> Consigne 1:
Recopiez mot pour mot le passage de l'extrait sur la mobilité sociale situé entre « S’agissant en premier » et « situations de décrochage. », bornes incluses.

> Extrait retenu:
□ □ □
Le deuxième axe de réforme qui ressort de notre rapport relatif à la mobilité sociale concerne l’adaptation de l’offre de formation et s’articule autour de trois priorités : promouvoir une orientation mieux choisie, redonner de la visibilité aux filières professionnelles, renforcer la lutte contre le décrochage scolaire et les dispositifs de seconde chance.
S’agissant en premier lieu de l’orientation, le sentiment d’être enfermé dans des choix d’orientation souvent contraints et mal préparés figure parmi les principales causes d’absentéisme, lequel peut ensuite préfigurer des situations de décrochage.
Nous proposons tout d’abord de construire un accompagnement tout au long du cursus secondaire, afin que chaque élève puisse élaborer un parcours d’orientation mieux choisi et davantage valorisé. Il s’agit de proposer à chaque élève, à partir de la sixième, un parcours individualisé de découverte des métiers et des formations – Jean-Frédéric Poisson l’a évoqué en introduction –, de diversifier l’offre scolaire au sein du collège unique, notamment en faveur des élèves en difficulté ou dont le projet appelle une attention particulière – classe relais ou troisième alternative, au sein desquelles des expériences très intéressantes ont été menées –, de favoriser l’articulation entre enseignement secondaire et enseignement supérieur, notamment en validant les crédits d’enseignement d’études supérieures pour les périodes d’immersion des lycéens dans un établissement d’enseignement supérieur – je vous renvoie aux expérimentations enrichissantes menées dans un lycée à Rennes, mais aussi à l’université Jean-Monnet de Saint-Étienne où des passerelles ont été organisées entre les « bac moins trois » et les « bac plus trois ».
Par ailleurs, afin de favoriser la réussite dans les parcours universitaires, nous souhaitons conforter et généraliser les dispositifs de tutorat et de parrainage, comme les « Cordées de la réussite » qui facilitent la transition vers l’enseignement supérieur, développer une offre d’accompagnement en direction des étudiants titulaires d’un bac professionnel pour conforter leurs chances de réussite dans les filières courtes, et enfin renforcer le dispositif des bureaux d’aide à l’insertion professionnelle des universités qui satisfont les étudiants concernés tout en donnant d’excellents résultats au niveau des territoires.
Il convient ensuite de redonner de la visibilité aux filières professionnelles. Nous le savons, l’apprentissage en tant que facteur de mobilité sociale, connaît aujourd’hui des résultats réels. Il s’agit d’une voie efficace vers l’emploi durable, mais sans dynamique de progression, avec des effectifs en baisse pour les bas niveaux de qualification et le risque d’un apprentissage à deux vitesses.
□ □ □
> Données d'entrée:
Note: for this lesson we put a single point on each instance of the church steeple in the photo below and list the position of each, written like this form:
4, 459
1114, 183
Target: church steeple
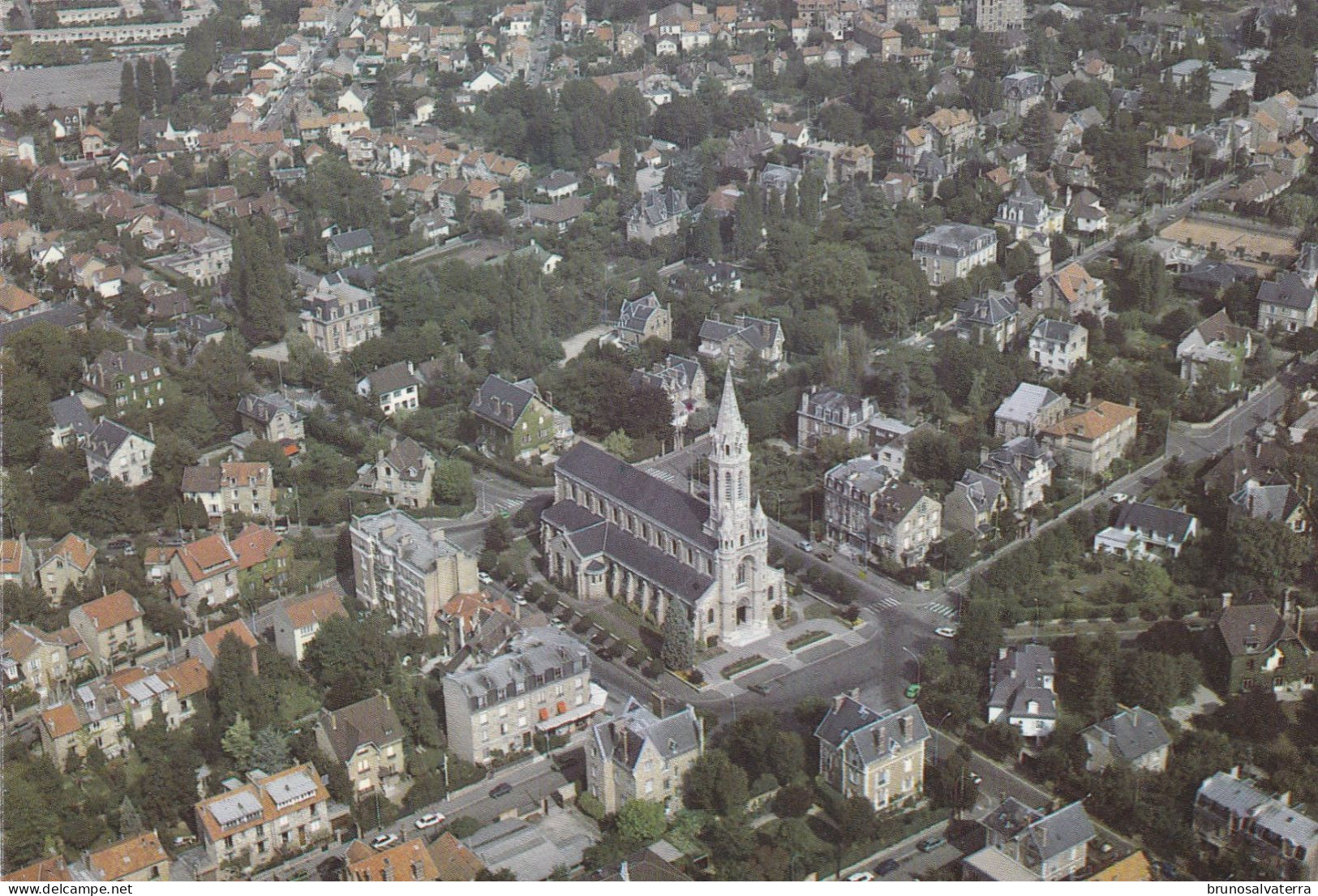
729, 470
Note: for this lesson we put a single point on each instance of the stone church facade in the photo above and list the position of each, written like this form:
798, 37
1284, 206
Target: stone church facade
617, 533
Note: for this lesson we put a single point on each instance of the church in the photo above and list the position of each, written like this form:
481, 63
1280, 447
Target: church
617, 533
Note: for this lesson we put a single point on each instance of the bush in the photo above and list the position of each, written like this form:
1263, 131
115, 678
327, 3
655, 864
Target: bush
590, 805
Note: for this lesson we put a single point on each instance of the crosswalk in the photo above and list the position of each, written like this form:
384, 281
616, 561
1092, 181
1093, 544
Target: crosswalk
940, 609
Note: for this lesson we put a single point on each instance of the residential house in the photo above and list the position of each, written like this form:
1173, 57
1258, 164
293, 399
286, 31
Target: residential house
989, 319
1255, 646
127, 379
514, 419
1027, 214
952, 251
1145, 531
70, 425
539, 685
1058, 347
1277, 502
402, 862
273, 418
829, 414
1089, 439
1071, 291
877, 755
70, 563
1286, 303
1131, 738
367, 738
396, 388
681, 379
405, 474
272, 816
17, 562
638, 755
406, 569
1029, 845
657, 215
297, 619
742, 341
641, 319
1022, 692
1216, 348
973, 505
1023, 467
1233, 815
133, 858
1028, 410
204, 575
343, 248
339, 316
114, 628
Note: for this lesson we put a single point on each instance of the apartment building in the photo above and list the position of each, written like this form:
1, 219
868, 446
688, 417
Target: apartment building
270, 816
949, 252
406, 569
873, 754
541, 685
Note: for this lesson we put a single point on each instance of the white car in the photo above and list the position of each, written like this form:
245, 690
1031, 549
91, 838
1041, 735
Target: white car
430, 820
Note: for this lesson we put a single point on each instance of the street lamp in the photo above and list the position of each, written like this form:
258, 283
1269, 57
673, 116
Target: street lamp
911, 654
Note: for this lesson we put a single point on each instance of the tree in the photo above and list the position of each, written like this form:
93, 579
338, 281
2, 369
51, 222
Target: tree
641, 822
1037, 135
269, 750
679, 646
238, 742
715, 784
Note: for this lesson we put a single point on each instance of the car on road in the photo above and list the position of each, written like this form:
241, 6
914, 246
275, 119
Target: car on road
430, 820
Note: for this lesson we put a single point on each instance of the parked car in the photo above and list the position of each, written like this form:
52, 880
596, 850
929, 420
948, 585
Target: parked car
931, 843
430, 820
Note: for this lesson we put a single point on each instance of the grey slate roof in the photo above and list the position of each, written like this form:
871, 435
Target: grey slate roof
351, 240
1290, 290
1130, 734
69, 413
670, 508
516, 396
392, 379
367, 721
1164, 522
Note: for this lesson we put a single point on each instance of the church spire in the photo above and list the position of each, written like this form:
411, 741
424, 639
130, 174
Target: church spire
729, 415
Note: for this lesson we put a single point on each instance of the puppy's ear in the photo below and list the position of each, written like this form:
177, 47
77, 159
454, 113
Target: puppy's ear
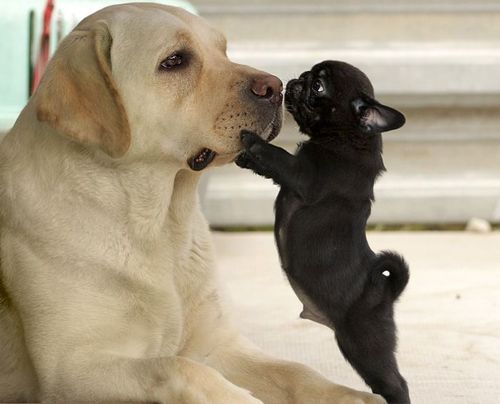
77, 95
374, 117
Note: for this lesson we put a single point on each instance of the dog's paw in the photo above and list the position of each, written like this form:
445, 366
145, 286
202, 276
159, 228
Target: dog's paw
362, 398
243, 160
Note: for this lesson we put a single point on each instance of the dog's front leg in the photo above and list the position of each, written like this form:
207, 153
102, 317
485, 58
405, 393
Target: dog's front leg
101, 377
273, 162
277, 381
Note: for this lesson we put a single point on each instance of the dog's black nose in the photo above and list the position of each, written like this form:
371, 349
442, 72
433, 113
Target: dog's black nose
268, 87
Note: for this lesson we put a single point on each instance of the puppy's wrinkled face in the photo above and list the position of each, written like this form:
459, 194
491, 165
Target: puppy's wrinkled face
337, 97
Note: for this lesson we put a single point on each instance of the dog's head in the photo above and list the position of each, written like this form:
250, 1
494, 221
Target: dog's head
337, 97
150, 81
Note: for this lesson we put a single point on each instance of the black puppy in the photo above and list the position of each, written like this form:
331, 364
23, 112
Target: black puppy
321, 212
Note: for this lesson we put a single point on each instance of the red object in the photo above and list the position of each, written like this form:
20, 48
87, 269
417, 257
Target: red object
43, 55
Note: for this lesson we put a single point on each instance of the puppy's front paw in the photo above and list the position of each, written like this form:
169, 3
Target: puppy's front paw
243, 160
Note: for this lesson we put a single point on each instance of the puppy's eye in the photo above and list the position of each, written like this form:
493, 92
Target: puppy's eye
171, 62
317, 86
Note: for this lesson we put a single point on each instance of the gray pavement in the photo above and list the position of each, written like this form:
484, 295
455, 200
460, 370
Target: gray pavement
449, 316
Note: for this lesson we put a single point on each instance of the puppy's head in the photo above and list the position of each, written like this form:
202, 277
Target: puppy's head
337, 97
146, 81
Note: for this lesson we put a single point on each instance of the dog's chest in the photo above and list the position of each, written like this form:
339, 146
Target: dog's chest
287, 204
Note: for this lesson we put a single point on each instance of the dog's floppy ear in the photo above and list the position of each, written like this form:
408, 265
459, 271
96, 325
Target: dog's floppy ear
77, 95
374, 117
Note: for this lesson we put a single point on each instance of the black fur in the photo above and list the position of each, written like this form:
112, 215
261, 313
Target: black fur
321, 212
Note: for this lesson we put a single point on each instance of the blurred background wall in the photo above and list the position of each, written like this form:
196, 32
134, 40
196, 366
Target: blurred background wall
438, 61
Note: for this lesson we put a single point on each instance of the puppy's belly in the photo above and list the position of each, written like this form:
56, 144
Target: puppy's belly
310, 310
286, 205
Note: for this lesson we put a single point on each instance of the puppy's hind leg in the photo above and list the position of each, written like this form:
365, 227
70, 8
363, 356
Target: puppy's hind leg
367, 334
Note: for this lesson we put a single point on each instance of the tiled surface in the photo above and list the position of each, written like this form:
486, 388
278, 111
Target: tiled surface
449, 316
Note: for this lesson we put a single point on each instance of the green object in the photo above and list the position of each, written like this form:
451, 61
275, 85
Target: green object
21, 23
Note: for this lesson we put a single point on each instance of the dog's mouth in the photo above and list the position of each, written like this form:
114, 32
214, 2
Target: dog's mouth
205, 156
201, 160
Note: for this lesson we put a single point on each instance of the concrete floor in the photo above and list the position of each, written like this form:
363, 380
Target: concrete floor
448, 317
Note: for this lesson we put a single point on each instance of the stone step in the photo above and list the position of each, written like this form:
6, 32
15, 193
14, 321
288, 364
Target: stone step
344, 21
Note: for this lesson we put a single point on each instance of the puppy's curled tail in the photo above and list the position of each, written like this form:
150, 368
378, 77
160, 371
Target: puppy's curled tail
388, 276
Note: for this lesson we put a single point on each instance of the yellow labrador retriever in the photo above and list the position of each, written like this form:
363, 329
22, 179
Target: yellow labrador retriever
107, 282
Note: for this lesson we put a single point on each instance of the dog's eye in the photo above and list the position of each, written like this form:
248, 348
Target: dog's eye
317, 86
172, 61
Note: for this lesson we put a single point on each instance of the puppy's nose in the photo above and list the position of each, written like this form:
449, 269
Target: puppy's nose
268, 87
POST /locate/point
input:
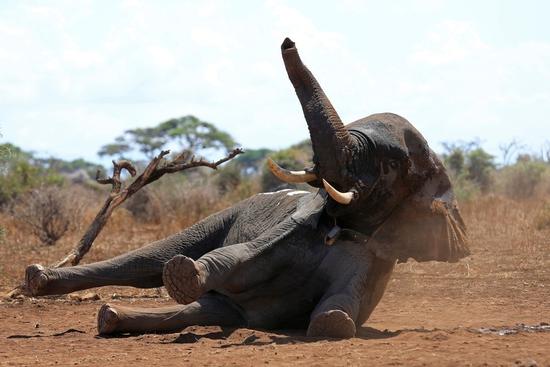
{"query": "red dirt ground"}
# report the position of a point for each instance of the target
(469, 313)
□ □ □
> Consigne 2:
Relevez toutes les lignes ci-dessus qui contiennent la chaîne « green », en tenant compte de la casse.

> Résultat attendu 1:
S’agissant en premier lieu de l’orientation, le sentiment d’être enfermé dans des choix d’orientation souvent contraints et mal préparés figure parmi les principales causes d’absentéisme, lequel peut ensuite préfigurer des situations de décrochage.

> Résultat attendu 2:
Note: for this lesson we put a single point on each instance of the green object in the photo above and list the position of each, written like this form:
Target: green object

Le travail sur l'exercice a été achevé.